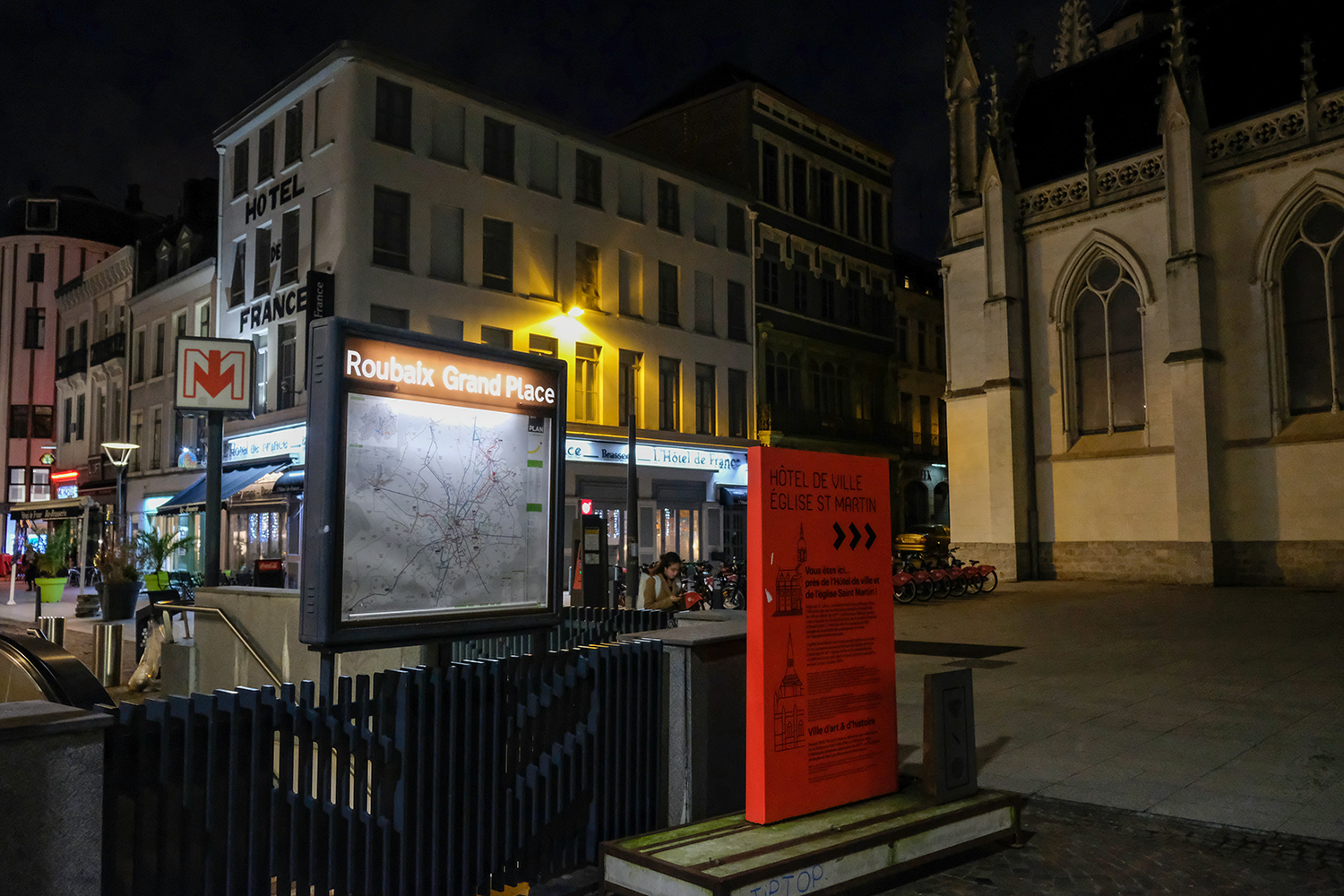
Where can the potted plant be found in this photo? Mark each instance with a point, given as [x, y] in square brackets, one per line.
[53, 564]
[156, 547]
[118, 564]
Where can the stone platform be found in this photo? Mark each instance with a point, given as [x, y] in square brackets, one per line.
[839, 848]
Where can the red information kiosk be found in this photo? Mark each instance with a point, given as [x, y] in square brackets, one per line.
[822, 689]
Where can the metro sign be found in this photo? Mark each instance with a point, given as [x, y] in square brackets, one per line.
[214, 374]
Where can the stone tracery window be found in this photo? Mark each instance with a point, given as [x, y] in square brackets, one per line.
[1314, 311]
[1107, 351]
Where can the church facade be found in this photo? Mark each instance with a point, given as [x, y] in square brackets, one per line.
[1144, 277]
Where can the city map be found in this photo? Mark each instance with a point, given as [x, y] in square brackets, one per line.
[446, 508]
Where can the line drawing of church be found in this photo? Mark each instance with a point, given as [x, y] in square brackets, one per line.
[788, 583]
[789, 716]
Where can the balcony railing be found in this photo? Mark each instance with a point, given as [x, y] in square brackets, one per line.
[75, 362]
[105, 349]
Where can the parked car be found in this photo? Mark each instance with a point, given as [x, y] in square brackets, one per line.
[924, 538]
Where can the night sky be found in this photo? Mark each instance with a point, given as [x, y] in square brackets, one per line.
[102, 94]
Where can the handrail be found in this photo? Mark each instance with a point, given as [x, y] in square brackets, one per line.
[231, 626]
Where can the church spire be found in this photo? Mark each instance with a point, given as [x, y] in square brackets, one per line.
[1077, 38]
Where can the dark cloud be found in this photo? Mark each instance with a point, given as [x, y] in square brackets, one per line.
[101, 94]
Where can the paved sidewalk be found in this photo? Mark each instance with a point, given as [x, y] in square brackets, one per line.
[1223, 705]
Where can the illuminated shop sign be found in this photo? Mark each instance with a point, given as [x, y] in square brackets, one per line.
[645, 454]
[292, 441]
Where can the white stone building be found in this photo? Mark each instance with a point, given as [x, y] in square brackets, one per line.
[443, 210]
[1144, 298]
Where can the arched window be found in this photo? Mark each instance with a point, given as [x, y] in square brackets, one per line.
[1107, 351]
[1314, 311]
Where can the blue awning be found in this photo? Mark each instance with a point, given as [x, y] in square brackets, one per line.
[233, 481]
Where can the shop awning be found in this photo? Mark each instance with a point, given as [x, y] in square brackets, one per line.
[233, 481]
[289, 482]
[62, 509]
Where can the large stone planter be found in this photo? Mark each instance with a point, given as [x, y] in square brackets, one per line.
[51, 590]
[118, 599]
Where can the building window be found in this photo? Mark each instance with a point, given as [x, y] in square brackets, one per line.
[828, 290]
[289, 247]
[445, 244]
[632, 366]
[40, 484]
[137, 351]
[737, 237]
[586, 276]
[260, 340]
[1314, 312]
[18, 421]
[631, 300]
[737, 403]
[588, 177]
[771, 279]
[827, 198]
[546, 346]
[704, 405]
[497, 336]
[392, 115]
[261, 263]
[669, 206]
[497, 254]
[1107, 351]
[669, 394]
[288, 365]
[852, 210]
[266, 152]
[241, 168]
[800, 187]
[34, 327]
[737, 311]
[703, 303]
[586, 382]
[160, 344]
[801, 277]
[392, 228]
[668, 300]
[499, 150]
[156, 444]
[387, 316]
[238, 284]
[293, 134]
[769, 174]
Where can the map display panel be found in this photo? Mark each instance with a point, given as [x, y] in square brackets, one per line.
[446, 508]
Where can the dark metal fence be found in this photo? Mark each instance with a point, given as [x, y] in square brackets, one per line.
[418, 780]
[578, 626]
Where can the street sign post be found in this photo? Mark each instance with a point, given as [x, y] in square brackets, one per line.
[214, 375]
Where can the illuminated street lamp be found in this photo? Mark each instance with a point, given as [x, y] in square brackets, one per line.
[120, 454]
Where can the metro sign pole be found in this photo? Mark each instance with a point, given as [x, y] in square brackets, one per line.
[214, 375]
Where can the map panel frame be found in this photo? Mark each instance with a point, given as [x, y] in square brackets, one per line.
[425, 370]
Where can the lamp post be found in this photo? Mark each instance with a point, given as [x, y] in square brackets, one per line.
[120, 454]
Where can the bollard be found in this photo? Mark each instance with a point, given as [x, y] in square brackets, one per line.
[107, 653]
[53, 629]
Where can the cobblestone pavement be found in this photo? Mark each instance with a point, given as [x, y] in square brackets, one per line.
[1075, 849]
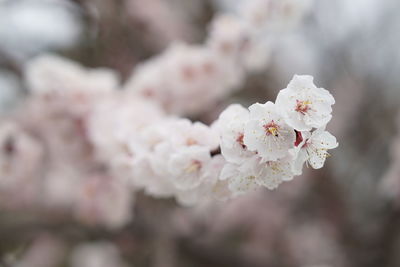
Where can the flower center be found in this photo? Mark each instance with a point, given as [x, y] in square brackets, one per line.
[272, 129]
[240, 140]
[194, 166]
[191, 142]
[303, 106]
[299, 138]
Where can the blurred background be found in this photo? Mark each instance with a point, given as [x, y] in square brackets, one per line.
[346, 214]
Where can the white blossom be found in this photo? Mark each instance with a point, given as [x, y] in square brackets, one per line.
[231, 125]
[303, 105]
[244, 177]
[275, 172]
[313, 149]
[54, 74]
[267, 132]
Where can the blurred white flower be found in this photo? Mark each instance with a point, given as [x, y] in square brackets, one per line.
[99, 254]
[10, 91]
[276, 172]
[54, 74]
[104, 200]
[27, 26]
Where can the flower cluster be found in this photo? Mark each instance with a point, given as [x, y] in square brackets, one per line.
[236, 44]
[269, 143]
[87, 144]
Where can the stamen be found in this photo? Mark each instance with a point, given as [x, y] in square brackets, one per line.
[193, 167]
[303, 106]
[272, 129]
[240, 140]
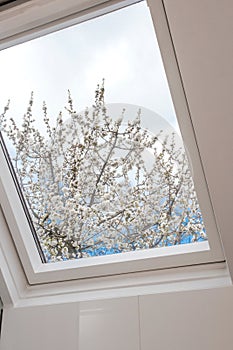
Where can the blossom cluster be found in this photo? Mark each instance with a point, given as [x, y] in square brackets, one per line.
[89, 189]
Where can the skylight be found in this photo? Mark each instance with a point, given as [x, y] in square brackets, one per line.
[100, 163]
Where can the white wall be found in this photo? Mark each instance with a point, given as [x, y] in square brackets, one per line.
[179, 321]
[202, 33]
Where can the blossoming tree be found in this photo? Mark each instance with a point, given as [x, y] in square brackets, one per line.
[89, 190]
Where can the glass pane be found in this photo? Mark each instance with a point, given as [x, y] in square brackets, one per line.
[101, 164]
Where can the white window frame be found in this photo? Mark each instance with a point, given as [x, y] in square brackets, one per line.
[36, 18]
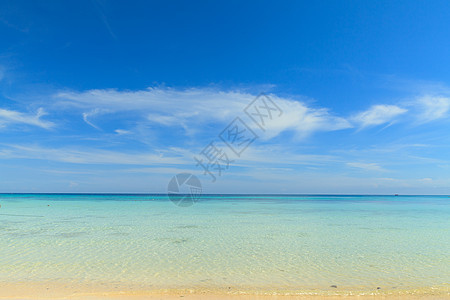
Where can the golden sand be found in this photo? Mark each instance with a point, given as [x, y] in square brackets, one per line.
[52, 290]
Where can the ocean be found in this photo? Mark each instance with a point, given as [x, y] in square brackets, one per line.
[242, 243]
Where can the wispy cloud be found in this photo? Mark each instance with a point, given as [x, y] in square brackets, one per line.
[95, 156]
[432, 108]
[193, 108]
[11, 117]
[366, 166]
[378, 115]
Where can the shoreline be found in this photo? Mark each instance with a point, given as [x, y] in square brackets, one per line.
[59, 290]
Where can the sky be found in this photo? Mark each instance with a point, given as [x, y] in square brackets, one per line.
[120, 96]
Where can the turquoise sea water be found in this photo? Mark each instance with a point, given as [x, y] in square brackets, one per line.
[263, 243]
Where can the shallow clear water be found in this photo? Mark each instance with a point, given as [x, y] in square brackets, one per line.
[243, 242]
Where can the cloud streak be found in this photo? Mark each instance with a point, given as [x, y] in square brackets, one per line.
[193, 108]
[12, 117]
[378, 115]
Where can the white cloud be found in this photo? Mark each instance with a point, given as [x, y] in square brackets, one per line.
[10, 117]
[95, 156]
[433, 108]
[122, 131]
[366, 166]
[89, 114]
[192, 108]
[378, 114]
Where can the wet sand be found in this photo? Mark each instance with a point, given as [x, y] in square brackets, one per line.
[52, 290]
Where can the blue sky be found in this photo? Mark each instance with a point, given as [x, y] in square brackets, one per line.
[115, 96]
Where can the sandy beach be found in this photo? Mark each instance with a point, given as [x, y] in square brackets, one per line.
[52, 290]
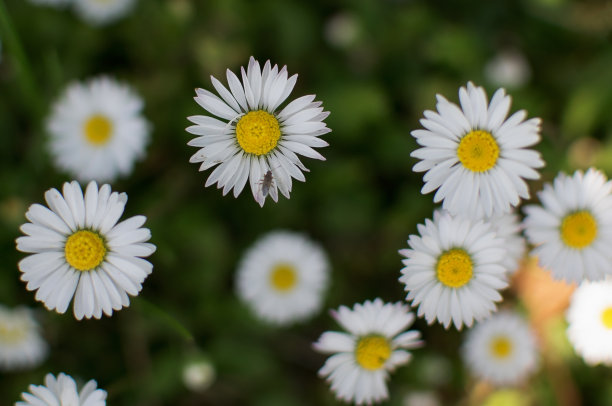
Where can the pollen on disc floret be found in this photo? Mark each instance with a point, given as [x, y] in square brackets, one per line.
[454, 269]
[376, 342]
[97, 130]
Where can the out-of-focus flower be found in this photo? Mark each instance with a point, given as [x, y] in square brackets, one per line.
[501, 349]
[97, 130]
[421, 398]
[572, 230]
[63, 391]
[545, 298]
[253, 141]
[21, 345]
[198, 375]
[474, 156]
[508, 69]
[78, 249]
[283, 277]
[375, 345]
[54, 3]
[590, 322]
[101, 12]
[454, 269]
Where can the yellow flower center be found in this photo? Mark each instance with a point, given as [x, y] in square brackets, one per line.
[454, 268]
[372, 352]
[283, 277]
[85, 250]
[501, 347]
[579, 229]
[11, 334]
[478, 151]
[258, 132]
[606, 317]
[98, 129]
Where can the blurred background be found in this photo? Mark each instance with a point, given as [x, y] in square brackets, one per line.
[376, 65]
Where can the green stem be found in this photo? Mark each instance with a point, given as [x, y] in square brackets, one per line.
[169, 320]
[22, 64]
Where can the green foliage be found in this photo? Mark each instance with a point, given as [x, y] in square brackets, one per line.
[361, 204]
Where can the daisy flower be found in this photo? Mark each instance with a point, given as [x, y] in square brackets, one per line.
[78, 249]
[283, 277]
[63, 391]
[590, 322]
[101, 12]
[54, 3]
[501, 349]
[572, 230]
[454, 269]
[251, 138]
[375, 345]
[476, 158]
[21, 345]
[97, 130]
[508, 227]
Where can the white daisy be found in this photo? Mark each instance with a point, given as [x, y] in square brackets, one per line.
[283, 277]
[80, 250]
[97, 130]
[454, 269]
[508, 227]
[100, 12]
[63, 391]
[590, 322]
[375, 345]
[501, 349]
[54, 3]
[476, 158]
[253, 139]
[21, 345]
[572, 230]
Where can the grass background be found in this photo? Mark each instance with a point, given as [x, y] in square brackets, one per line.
[361, 204]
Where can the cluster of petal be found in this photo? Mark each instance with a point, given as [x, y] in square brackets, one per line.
[474, 300]
[590, 192]
[587, 330]
[477, 194]
[129, 131]
[350, 381]
[63, 391]
[521, 357]
[300, 301]
[103, 289]
[21, 345]
[301, 125]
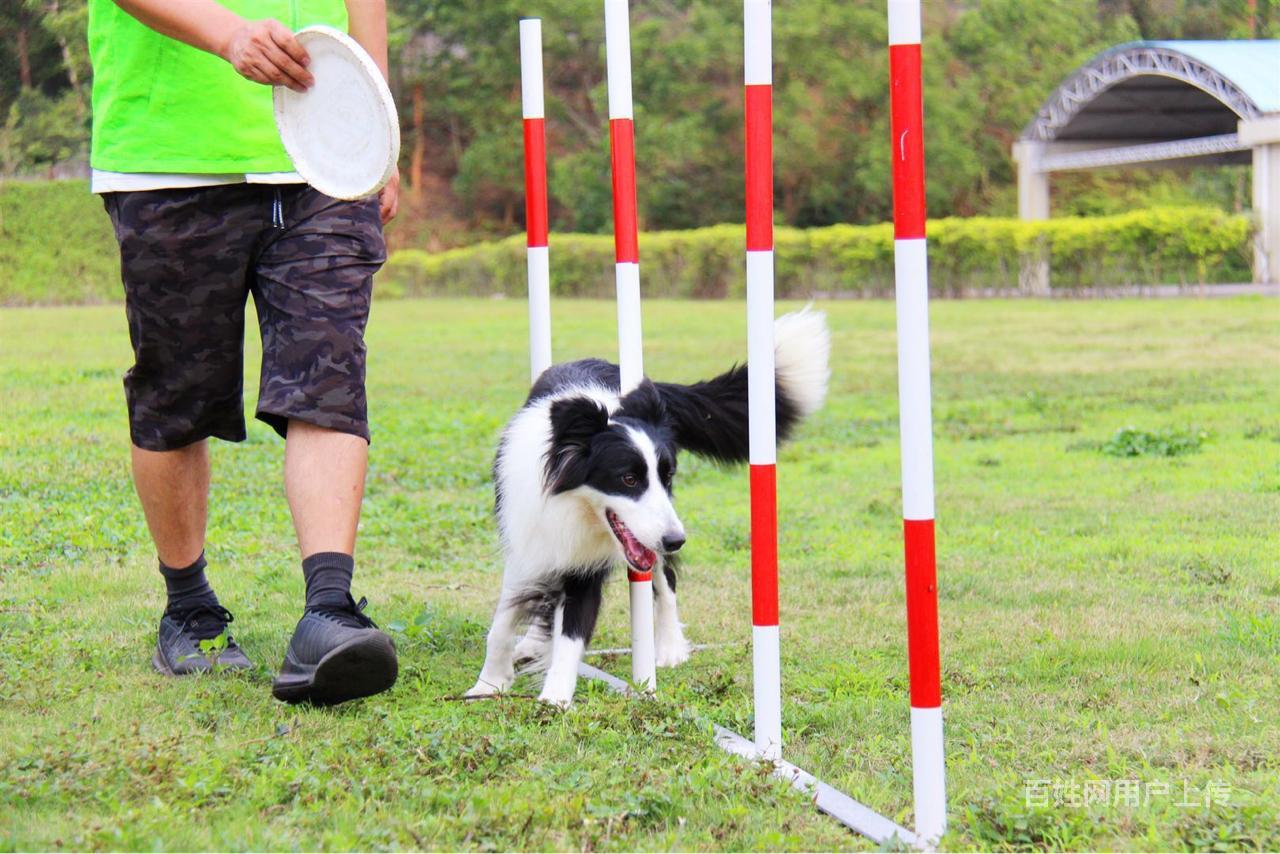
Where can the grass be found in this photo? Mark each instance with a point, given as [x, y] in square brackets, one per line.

════════

Starting at the line that contains "Where can the grass background", write out every line through the final line of the entries, word for word; skip any pictures.

Where can the grass background be found in this photo? Mark each instance with a point, given as [x, y] in square brackets, one per line.
[361, 204]
Where can the cluster of petal be found in this photo? Mark each instance with a point, given as [x, y] in square brackets, one per line.
[474, 300]
[590, 192]
[587, 330]
[477, 194]
[129, 131]
[350, 381]
[63, 391]
[521, 357]
[300, 301]
[103, 289]
[21, 345]
[301, 125]
Where can the grass be found in this photo? Mark each instance with a point, given as [x, y] in square brackets, one per line.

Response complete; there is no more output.